Your instructions
Pictures in the records are to be excluded from an otherwise exact copy.

Data items

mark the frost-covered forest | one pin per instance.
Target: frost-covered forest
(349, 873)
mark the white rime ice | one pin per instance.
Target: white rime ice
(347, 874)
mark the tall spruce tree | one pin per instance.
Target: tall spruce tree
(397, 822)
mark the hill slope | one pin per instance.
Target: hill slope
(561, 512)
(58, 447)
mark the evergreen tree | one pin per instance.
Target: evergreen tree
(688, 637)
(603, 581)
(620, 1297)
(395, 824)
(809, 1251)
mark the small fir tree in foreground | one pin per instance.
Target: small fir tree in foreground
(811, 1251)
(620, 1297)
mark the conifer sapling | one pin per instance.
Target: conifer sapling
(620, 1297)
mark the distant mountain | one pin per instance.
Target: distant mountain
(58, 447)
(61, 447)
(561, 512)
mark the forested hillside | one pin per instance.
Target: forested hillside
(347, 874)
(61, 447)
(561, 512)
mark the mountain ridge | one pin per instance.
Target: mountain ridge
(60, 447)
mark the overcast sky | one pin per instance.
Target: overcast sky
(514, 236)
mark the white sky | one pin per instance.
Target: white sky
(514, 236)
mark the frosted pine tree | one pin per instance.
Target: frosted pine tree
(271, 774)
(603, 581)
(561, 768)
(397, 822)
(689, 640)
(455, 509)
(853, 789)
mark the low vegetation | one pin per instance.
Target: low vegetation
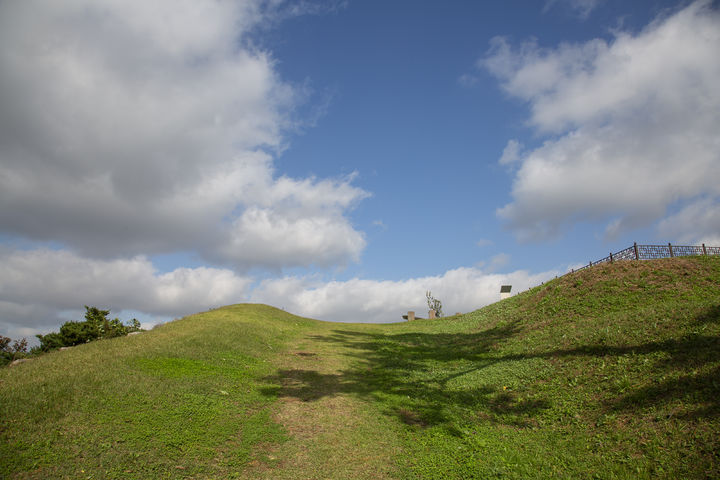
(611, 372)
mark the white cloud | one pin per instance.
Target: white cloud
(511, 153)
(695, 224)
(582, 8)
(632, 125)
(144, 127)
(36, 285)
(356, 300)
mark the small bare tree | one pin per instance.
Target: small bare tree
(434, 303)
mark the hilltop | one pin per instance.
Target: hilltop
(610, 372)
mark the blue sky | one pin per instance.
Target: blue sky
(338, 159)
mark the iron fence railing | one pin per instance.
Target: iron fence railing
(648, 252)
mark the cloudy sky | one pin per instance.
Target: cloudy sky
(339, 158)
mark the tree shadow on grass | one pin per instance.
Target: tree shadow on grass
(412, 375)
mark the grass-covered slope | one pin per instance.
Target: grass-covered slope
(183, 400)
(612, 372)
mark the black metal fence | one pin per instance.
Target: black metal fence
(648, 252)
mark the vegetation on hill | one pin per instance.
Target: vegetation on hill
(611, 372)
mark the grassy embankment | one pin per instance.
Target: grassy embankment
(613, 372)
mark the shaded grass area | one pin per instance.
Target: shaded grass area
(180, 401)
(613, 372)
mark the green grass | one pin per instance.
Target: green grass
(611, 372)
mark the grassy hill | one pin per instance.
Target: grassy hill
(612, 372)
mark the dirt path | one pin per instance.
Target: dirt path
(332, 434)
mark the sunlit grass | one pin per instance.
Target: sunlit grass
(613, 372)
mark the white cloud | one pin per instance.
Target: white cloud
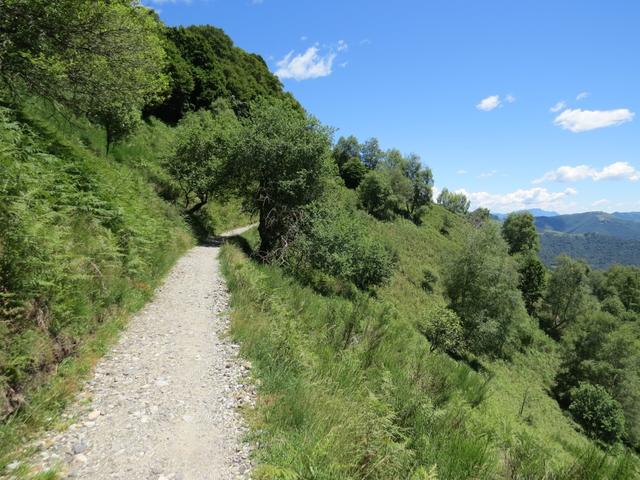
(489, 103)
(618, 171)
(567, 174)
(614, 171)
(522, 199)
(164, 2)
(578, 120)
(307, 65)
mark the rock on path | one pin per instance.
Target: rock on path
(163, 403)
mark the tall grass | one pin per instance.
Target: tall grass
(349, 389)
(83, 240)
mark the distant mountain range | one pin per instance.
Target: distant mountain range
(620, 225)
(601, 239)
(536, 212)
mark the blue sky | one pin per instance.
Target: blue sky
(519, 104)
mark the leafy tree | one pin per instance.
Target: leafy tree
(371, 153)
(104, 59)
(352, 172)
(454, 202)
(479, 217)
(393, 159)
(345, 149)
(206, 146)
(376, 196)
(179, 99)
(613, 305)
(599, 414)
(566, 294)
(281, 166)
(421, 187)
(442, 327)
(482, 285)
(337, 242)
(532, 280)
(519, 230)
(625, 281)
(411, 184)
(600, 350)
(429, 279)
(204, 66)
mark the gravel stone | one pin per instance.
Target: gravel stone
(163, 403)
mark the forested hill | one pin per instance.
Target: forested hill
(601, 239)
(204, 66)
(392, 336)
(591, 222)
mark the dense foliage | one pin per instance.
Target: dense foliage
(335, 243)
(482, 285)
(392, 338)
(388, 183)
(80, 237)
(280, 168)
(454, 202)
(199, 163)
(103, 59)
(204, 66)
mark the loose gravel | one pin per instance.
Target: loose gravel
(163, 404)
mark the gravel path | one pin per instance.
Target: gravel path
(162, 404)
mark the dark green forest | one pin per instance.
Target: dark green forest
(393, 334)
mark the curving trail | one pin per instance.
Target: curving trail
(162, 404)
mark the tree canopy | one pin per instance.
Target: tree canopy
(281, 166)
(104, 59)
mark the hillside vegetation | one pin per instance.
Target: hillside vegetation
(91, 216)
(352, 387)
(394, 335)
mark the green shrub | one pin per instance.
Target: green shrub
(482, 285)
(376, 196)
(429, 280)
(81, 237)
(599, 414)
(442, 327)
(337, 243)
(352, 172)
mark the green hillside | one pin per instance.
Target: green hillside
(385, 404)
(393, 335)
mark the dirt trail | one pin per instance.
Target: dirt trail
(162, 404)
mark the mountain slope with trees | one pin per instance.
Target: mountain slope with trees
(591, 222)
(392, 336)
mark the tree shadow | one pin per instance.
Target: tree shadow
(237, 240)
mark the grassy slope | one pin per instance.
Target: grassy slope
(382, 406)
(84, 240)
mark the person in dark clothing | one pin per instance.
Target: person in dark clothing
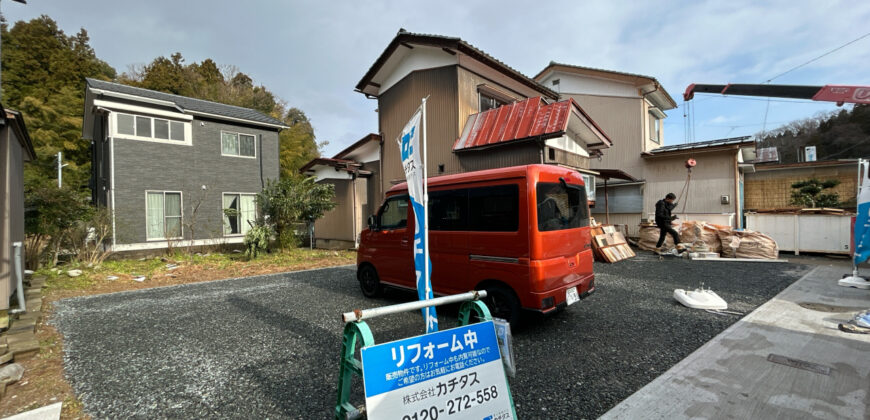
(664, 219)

Output for this exercise
mark the frost-covered forest | one pin per instance.
Target: frost-covered forest
(349, 873)
mark the white rime ice | one pin per instance.
Target: white rime ice
(347, 874)
mark the tall spruce tree | one pin per instance.
Target: tall spruce tree
(397, 822)
mark the hill slope | one pin per instance.
Target: hill slope
(561, 512)
(58, 447)
mark the evergreen tree | one pin per instance.
Target: evergreen tree
(688, 637)
(603, 581)
(620, 1297)
(395, 824)
(809, 1251)
mark the small fir tree in foreground | one pin per instance.
Target: small fir tree in foreground
(811, 1251)
(620, 1297)
mark the conifer sapling | one pin per instance.
Target: conifer sapling
(620, 1297)
mark the distant mountain | one pin per instance.
Target: distant mountain
(58, 447)
(61, 447)
(561, 512)
mark the forested hillside | one pin per instance.
Target: forested hillside
(347, 874)
(61, 447)
(561, 512)
mark the mountain ridge | one pin per instance.
Target: mountain ridge
(60, 447)
mark the overcast sky | one pin per instance.
Target: overcast sky
(514, 236)
mark the white sky | one pin per instance.
Target: white sky
(514, 236)
mark the frosted pine tree | one pin per instance.
Target: frosted pine tree
(271, 774)
(603, 581)
(561, 768)
(397, 822)
(689, 640)
(455, 509)
(853, 789)
mark the low vegetation | one pin per instance.
Target: low vegetation
(611, 372)
mark the white cloud | one pin per instance.
Target: white cloud
(511, 153)
(695, 224)
(582, 8)
(632, 125)
(144, 127)
(36, 285)
(356, 300)
mark the small bare tree | one pin per instance.
Target: small bare tree
(434, 303)
mark the hilltop | one pin per instance.
Target: hilltop
(610, 372)
mark the blue sky | one pin per instance.
Target: blue sky
(338, 159)
mark the iron fence railing | one pin per instance.
Target: iron fence railing
(648, 252)
mark the cloudy sky | one pin per instance.
Target: cloudy sky
(339, 158)
mark the tree shadow on grass | one pin per instance.
Target: tree shadow on grass
(412, 375)
mark the grass-covered slope | one pin per instance.
Target: grass-covered slope
(183, 400)
(612, 372)
mark the black metal fence | one pin per instance.
Target: black metal fence
(648, 252)
mark the vegetation on hill | one pin per instance.
Target: vegetation on hill
(611, 372)
mark the grassy embankment | one pin per instance.
Target: grassy embankment
(613, 372)
mark the shaded grass area | one pin per instance.
Target: shaded grass area
(180, 401)
(613, 372)
mark the green grass | one pin per instance.
Target: green grass
(611, 372)
mark the grassy hill | one pin per instance.
Target: grassy hill
(612, 372)
mark the dirt path | one pin per instance.
Target: dirt path
(332, 434)
mark the sunlit grass | one pin per instance.
Target: sunlit grass
(613, 372)
mark the white cloud | one pin per instance.
Target: white cloud
(489, 103)
(618, 171)
(567, 174)
(614, 171)
(522, 199)
(164, 2)
(578, 120)
(307, 65)
mark the rock on path | one pin per instance.
Target: rock on path
(163, 403)
mark the tall grass | one pin per instance.
Target: tall grass
(349, 389)
(83, 240)
mark the distant mountain range | one pin per instance.
Target: distant mountain range
(620, 225)
(601, 239)
(536, 212)
mark the blue sky | one pin per instance.
Target: blue sky
(519, 104)
mark the leafy tree | one pin per instance.
Target: leafy tree
(371, 153)
(104, 59)
(352, 172)
(454, 202)
(479, 217)
(393, 159)
(345, 149)
(206, 146)
(376, 196)
(179, 99)
(613, 305)
(599, 414)
(566, 294)
(281, 166)
(421, 187)
(442, 327)
(482, 285)
(337, 242)
(532, 280)
(519, 230)
(625, 281)
(411, 184)
(600, 350)
(429, 279)
(204, 66)
mark the gravel stone | one pin per instance.
Target: gravel stone
(163, 403)
mark the forested hill | one pin per instance.
Target: forested hill
(601, 239)
(204, 66)
(392, 336)
(591, 222)
mark the dense foliage | one pin per instance.
Target: dense foliage
(335, 243)
(482, 285)
(392, 338)
(388, 183)
(80, 237)
(280, 168)
(454, 202)
(199, 163)
(103, 59)
(204, 66)
mark the loose gravel | one pin per instance.
Target: loose gravel
(163, 404)
mark the gravel path | one pin per instance.
Target: gravel path
(162, 404)
mark the dark green forest | one pin per instance.
Target: dark green forest
(393, 334)
mark the curving trail | one pin per instance.
Target: curving trail
(162, 404)
mark the tree canopy | one pin per instance.
Target: tree canopy
(281, 166)
(104, 59)
mark the hillside vegetation | one pin per instance.
Target: hillside vegetation
(91, 216)
(352, 387)
(394, 335)
mark the green shrub | one pin per instance.
Target: green shrub
(482, 285)
(376, 196)
(429, 280)
(81, 237)
(599, 414)
(442, 327)
(337, 243)
(352, 172)
mark the green hillside | one pin per instance.
Target: green hillside
(385, 404)
(393, 335)
mark the dirt trail | one pin per instance.
Target: dirt trail
(162, 404)
mark the mountain slope with trees | one pin per instance.
Target: mountain slope with trees
(591, 222)
(392, 336)
mark the tree shadow | one pin per instance.
Target: tree shadow
(237, 240)
mark the grassy slope | one pin per instance.
Target: grassy slope
(382, 406)
(84, 240)
mark the person in dark clothing | one pin per instance.
Target: person in dark clothing
(664, 219)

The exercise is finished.